● WHAT THIS TASK INVOLVES: Transcribe word for word everything below from the line containing "contains man's mustache." down to the line containing "341, 147, 681, 493", including both of those lines.

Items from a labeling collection
++++++
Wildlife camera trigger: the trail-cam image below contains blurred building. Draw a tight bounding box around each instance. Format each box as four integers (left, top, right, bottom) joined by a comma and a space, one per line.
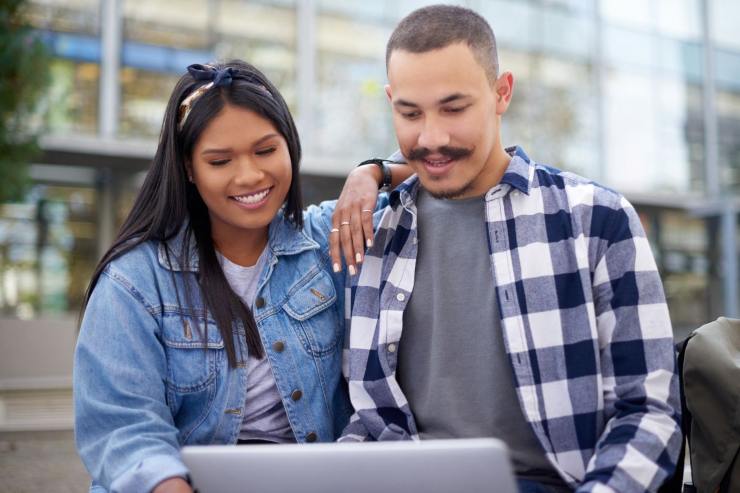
0, 0, 740, 431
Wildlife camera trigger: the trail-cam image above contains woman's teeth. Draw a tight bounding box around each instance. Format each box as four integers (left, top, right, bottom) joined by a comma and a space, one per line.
234, 188, 270, 204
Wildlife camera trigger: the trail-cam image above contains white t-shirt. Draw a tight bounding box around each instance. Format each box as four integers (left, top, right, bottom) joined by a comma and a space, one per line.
218, 248, 295, 443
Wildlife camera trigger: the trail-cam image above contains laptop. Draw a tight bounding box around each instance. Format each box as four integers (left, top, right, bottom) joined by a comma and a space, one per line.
182, 438, 517, 493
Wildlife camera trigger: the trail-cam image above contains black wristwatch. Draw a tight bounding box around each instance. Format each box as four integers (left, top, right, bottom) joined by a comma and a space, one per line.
357, 157, 395, 192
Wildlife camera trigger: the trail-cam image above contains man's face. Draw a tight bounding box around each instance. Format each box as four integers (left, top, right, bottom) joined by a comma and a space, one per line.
386, 43, 512, 198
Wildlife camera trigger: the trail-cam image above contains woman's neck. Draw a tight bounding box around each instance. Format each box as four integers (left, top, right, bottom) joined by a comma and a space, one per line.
213, 227, 269, 267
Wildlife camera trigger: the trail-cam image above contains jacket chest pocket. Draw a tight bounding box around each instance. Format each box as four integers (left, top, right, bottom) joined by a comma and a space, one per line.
283, 270, 342, 357
162, 314, 224, 393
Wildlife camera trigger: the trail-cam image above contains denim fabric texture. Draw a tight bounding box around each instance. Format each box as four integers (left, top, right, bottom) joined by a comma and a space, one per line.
74, 199, 360, 493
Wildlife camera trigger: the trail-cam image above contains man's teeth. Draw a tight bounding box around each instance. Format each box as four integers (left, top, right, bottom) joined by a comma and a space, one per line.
234, 188, 270, 204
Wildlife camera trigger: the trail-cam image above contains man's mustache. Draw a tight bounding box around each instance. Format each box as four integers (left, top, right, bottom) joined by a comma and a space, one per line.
406, 146, 473, 161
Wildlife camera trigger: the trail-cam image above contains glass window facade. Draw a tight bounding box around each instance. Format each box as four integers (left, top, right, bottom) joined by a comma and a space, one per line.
0, 184, 97, 318
5, 0, 740, 326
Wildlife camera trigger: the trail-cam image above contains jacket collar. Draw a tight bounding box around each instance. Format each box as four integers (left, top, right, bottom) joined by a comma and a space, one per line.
389, 146, 534, 208
157, 210, 319, 272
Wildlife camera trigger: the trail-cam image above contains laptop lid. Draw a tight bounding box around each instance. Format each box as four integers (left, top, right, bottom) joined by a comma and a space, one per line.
182, 438, 517, 493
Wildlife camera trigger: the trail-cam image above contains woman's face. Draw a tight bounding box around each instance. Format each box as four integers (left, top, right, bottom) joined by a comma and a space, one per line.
189, 105, 292, 246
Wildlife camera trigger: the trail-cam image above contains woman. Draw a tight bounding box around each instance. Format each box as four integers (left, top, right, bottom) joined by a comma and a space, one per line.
74, 61, 408, 493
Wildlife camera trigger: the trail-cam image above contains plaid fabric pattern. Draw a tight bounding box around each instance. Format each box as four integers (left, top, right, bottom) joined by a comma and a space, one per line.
341, 147, 681, 493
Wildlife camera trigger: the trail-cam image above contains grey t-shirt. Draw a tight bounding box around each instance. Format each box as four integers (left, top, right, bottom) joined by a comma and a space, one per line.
218, 249, 295, 443
397, 189, 565, 486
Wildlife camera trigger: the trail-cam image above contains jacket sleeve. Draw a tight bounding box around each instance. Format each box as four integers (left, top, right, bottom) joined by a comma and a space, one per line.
576, 197, 682, 493
73, 270, 188, 493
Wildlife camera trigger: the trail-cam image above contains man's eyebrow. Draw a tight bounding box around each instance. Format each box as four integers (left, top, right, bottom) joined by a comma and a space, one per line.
393, 92, 470, 108
201, 148, 231, 155
439, 92, 470, 104
393, 99, 419, 108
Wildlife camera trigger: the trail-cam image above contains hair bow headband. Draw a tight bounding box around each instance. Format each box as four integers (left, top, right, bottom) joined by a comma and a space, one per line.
177, 63, 272, 130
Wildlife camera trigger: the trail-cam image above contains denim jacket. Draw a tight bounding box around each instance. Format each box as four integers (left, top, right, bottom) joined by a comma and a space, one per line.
74, 201, 356, 493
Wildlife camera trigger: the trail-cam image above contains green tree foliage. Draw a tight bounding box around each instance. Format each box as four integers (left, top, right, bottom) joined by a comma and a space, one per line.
0, 0, 49, 203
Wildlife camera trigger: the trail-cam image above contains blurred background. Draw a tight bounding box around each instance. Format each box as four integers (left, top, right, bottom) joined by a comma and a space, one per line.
0, 0, 740, 492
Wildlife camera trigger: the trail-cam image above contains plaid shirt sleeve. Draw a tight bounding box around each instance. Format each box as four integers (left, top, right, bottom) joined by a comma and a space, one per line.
576, 194, 682, 492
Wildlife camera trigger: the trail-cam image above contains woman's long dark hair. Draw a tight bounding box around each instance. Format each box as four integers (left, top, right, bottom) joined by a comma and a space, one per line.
82, 60, 303, 367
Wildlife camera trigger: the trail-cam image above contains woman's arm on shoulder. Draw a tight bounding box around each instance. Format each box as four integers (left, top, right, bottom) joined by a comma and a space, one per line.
73, 266, 187, 492
329, 155, 413, 275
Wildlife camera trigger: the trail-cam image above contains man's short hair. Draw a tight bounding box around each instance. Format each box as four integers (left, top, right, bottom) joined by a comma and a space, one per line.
385, 5, 498, 82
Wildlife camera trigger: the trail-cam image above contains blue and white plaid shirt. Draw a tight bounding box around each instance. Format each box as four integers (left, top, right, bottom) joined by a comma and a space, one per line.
342, 148, 681, 493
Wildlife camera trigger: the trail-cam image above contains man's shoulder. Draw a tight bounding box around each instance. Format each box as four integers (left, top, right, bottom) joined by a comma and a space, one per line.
531, 162, 627, 209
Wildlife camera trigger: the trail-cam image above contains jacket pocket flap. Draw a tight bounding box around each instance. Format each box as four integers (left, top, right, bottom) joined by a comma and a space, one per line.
283, 270, 337, 321
162, 314, 224, 349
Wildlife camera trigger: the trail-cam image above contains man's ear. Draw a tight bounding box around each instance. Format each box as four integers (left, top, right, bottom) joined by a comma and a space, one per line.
494, 72, 514, 115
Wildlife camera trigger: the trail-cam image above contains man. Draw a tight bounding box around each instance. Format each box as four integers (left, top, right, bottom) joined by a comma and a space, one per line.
342, 6, 681, 492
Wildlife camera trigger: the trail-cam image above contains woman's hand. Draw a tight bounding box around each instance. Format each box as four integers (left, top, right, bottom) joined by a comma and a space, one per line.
329, 164, 383, 276
152, 477, 193, 493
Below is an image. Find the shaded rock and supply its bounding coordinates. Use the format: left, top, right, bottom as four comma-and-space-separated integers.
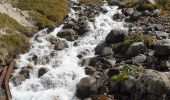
19, 68, 30, 79
112, 13, 125, 21
85, 67, 96, 75
47, 37, 68, 50
122, 8, 135, 16
95, 43, 113, 56
126, 42, 147, 57
38, 68, 48, 77
105, 30, 128, 44
132, 54, 147, 64
57, 29, 79, 41
98, 86, 109, 94
12, 75, 25, 86
76, 77, 96, 99
139, 70, 170, 96
160, 60, 170, 71
154, 39, 170, 56
130, 10, 142, 20
107, 68, 120, 78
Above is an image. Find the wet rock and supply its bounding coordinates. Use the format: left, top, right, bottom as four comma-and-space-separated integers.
76, 77, 96, 99
105, 30, 128, 44
32, 55, 38, 64
112, 13, 125, 21
47, 37, 68, 50
85, 67, 96, 76
120, 77, 141, 94
38, 68, 48, 77
47, 25, 56, 33
154, 39, 170, 56
19, 68, 30, 79
12, 74, 25, 86
130, 10, 142, 20
160, 60, 170, 71
132, 54, 147, 65
27, 63, 35, 70
139, 70, 170, 96
98, 86, 109, 94
126, 42, 147, 57
122, 8, 135, 16
95, 43, 114, 56
107, 68, 120, 78
57, 29, 79, 41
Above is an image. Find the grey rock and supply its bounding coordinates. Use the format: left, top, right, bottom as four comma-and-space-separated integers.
12, 74, 25, 86
76, 77, 96, 99
95, 43, 114, 56
38, 68, 48, 77
126, 42, 147, 57
154, 39, 170, 56
105, 30, 128, 44
57, 29, 79, 41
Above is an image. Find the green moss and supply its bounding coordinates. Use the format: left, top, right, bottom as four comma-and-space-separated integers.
137, 3, 158, 11
122, 34, 154, 46
0, 13, 27, 33
112, 64, 144, 81
80, 0, 102, 5
11, 0, 69, 29
0, 33, 28, 54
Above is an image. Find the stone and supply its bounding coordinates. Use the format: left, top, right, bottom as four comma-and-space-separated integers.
85, 67, 96, 76
76, 77, 96, 99
57, 29, 79, 41
154, 39, 170, 56
38, 67, 48, 77
105, 30, 128, 44
139, 70, 170, 97
95, 43, 114, 56
132, 54, 147, 64
126, 42, 147, 57
19, 68, 30, 79
112, 13, 125, 21
122, 8, 135, 16
12, 74, 25, 86
160, 60, 170, 71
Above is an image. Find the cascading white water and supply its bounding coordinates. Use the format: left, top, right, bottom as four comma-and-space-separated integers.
10, 1, 125, 100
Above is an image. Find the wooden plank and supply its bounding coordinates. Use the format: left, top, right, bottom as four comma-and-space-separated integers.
0, 66, 8, 88
5, 61, 15, 100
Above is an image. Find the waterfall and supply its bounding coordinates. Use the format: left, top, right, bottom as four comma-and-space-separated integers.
10, 0, 126, 100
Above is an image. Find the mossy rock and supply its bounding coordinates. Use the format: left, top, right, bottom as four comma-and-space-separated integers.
122, 34, 154, 47
80, 0, 102, 5
137, 3, 159, 11
0, 13, 28, 33
111, 64, 144, 81
0, 33, 29, 54
11, 0, 69, 29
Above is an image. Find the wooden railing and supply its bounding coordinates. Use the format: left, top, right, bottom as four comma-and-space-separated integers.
0, 61, 15, 100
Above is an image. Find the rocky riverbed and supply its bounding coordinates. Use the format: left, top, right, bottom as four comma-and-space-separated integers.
2, 0, 170, 100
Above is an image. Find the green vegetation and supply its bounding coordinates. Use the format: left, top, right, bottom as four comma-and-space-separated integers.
112, 64, 144, 81
0, 33, 29, 54
122, 34, 154, 46
0, 13, 27, 33
80, 0, 102, 5
11, 0, 69, 29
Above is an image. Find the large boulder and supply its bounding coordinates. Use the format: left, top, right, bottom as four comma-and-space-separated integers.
105, 30, 128, 44
95, 43, 113, 56
126, 42, 147, 57
139, 70, 170, 100
76, 77, 96, 99
12, 74, 26, 86
154, 39, 170, 56
57, 29, 79, 41
38, 67, 48, 77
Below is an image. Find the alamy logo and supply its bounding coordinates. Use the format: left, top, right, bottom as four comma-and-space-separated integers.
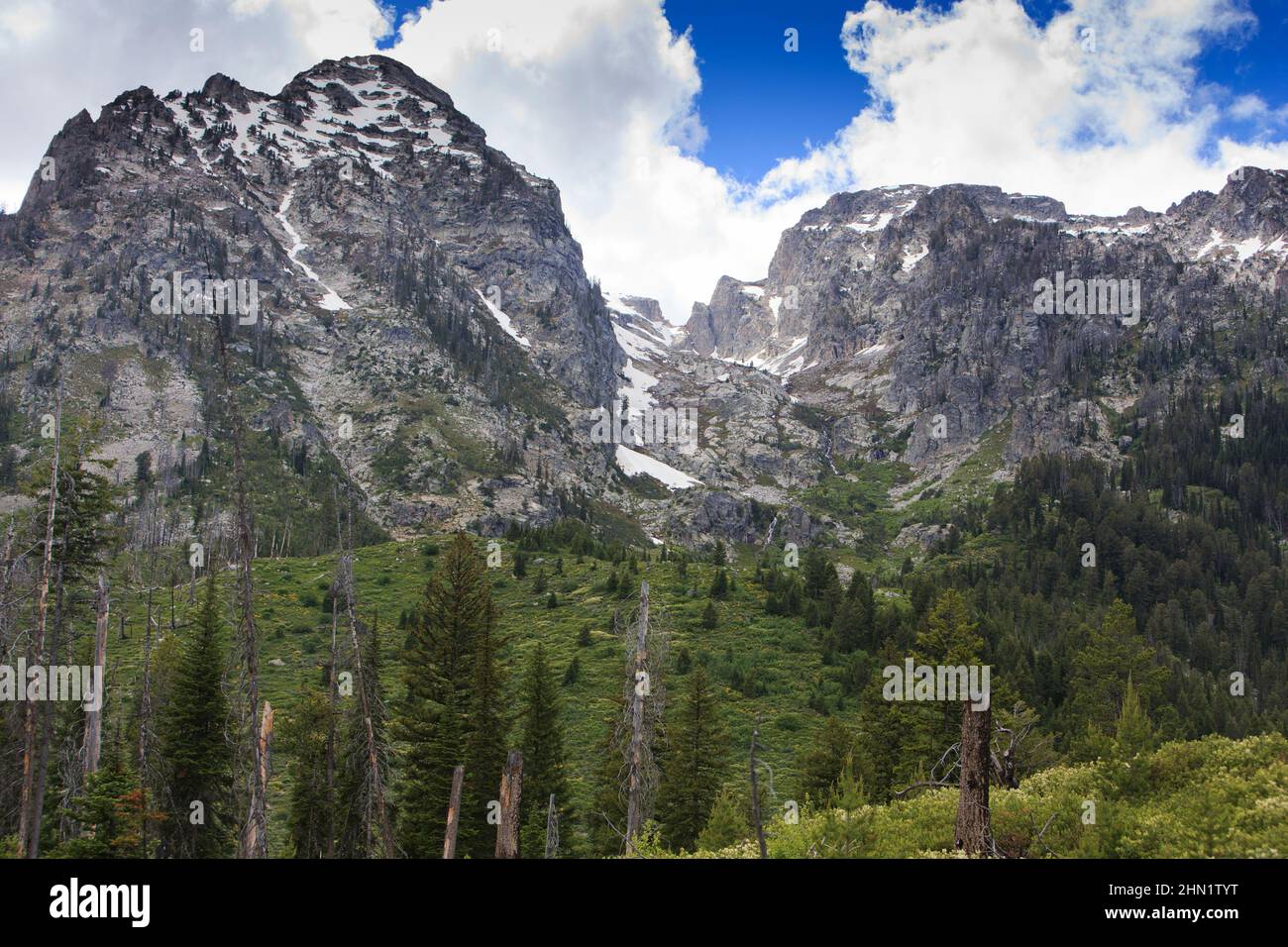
++++++
● SOLUTION TO THIS PROBLEM:
Wildlife camera trigger: the trail-cam image above contains man's mustache. Draw a tight bounding box around each instance. Format each box as four integers (left, top, right, bottom) joined by a comma and a space, one per line.
406, 146, 473, 161
Wildlife camera trigger: the trail-cam image above contains glass window facade. Draw a tight bounding box around each instance. Format each box as four integers (left, top, right, bottom) joined by a comma and a space, one per line.
0, 184, 97, 318
5, 0, 740, 326
Wildlife camera trigger: the trail-cam image above contains jacket collar. Draw a tight bounding box around each instance. Format each box as four integers (left, top, right, bottom) joined by a comma and a space, one per line.
389, 146, 534, 208
157, 210, 319, 272
Wildlife camera trigger: the trail-cam image above contains laptop lid. Draw a tight bounding box around each instance. Format each box as four integers (left, top, right, bottom) joined by a comma and a space, one per line.
182, 438, 517, 493
Wildlife camera trigger: the trail-cam image above contains woman's face. Draw a tight bounding box around each instance. Format each box as four integers (left, top, right, bottom) joined by a comma and a space, one per line.
189, 105, 292, 246
Wildlife camera trigger: the trail-cam image above contains woman. Draw a tight bounding box around each instance. Format each box as four integers (left, top, right, bottom) joined by a comma and a space, one per line.
74, 61, 408, 493
Wildlife camera trigger: the trail-cam image above contains plaid fabric pattern. Draw a tight bounding box around each instance. Format each box as four integers (left, top, right, bottom) joined by a comma and a space, one per line.
341, 147, 681, 493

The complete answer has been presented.